WHAT NEEDS TO BE DONE >>
Tally the lines in the listing below that contain the string "bird", and reply with that number alone.
··· DATA RECORDS ···
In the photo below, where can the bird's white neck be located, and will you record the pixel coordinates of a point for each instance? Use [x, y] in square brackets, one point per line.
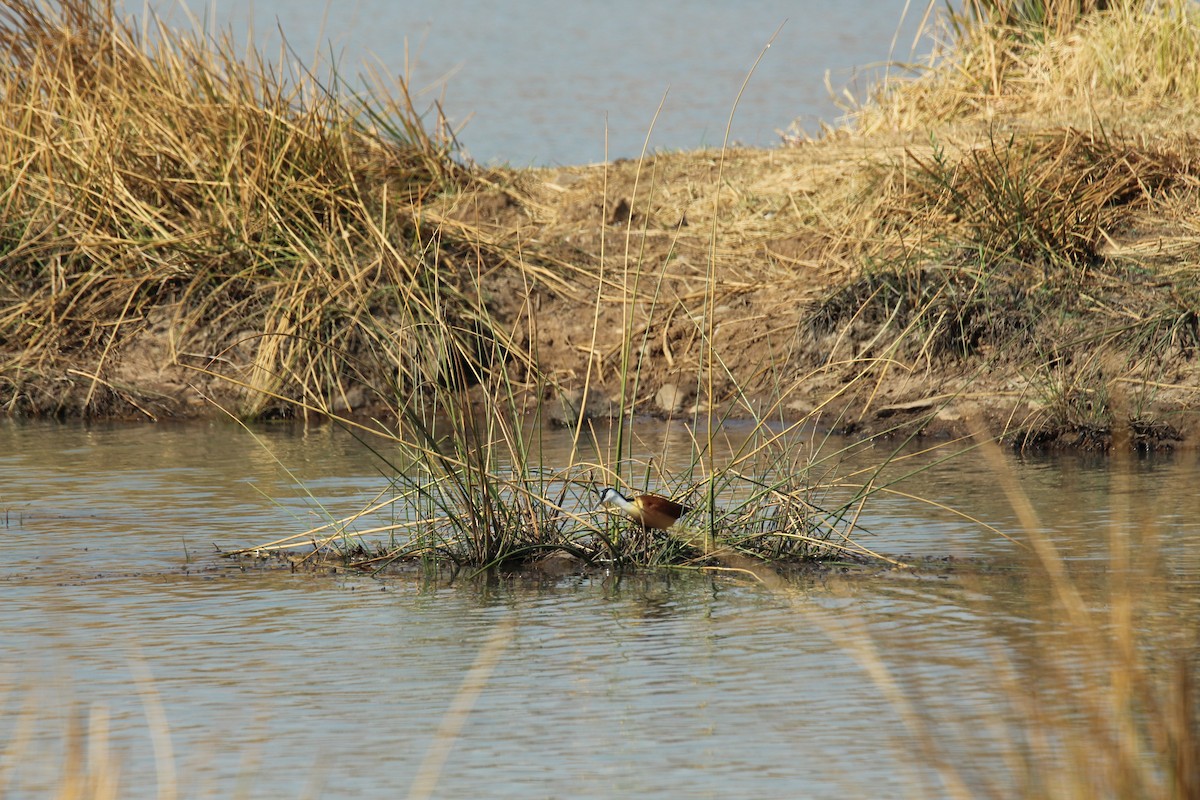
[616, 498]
···
··· DATA RECORDS ···
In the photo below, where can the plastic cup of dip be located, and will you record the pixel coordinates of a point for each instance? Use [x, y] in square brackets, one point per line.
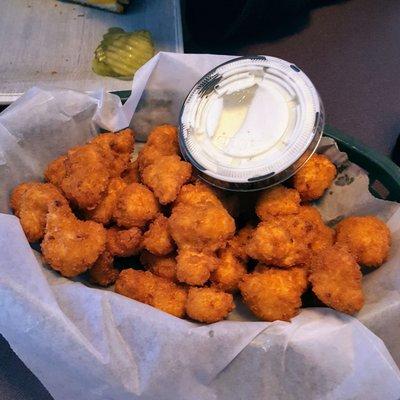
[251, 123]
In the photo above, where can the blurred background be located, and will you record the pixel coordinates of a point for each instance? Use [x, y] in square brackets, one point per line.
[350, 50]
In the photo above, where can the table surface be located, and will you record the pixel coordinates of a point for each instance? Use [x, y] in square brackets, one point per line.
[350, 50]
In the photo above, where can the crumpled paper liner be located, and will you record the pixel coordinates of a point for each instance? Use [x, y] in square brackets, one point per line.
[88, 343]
···
··· DATA RECORDS ···
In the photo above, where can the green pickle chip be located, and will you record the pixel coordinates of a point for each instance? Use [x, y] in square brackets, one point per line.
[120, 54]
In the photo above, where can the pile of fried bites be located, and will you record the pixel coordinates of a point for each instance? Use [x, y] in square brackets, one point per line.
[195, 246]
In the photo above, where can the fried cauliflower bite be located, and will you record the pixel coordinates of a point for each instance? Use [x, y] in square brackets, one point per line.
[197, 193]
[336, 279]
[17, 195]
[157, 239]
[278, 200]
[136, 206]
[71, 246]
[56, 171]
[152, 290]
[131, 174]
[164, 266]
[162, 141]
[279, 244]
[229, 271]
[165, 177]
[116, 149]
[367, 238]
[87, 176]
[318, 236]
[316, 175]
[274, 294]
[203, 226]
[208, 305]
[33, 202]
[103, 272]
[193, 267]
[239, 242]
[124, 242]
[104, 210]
···
OUTPUT OF THE EXERCISE >>
1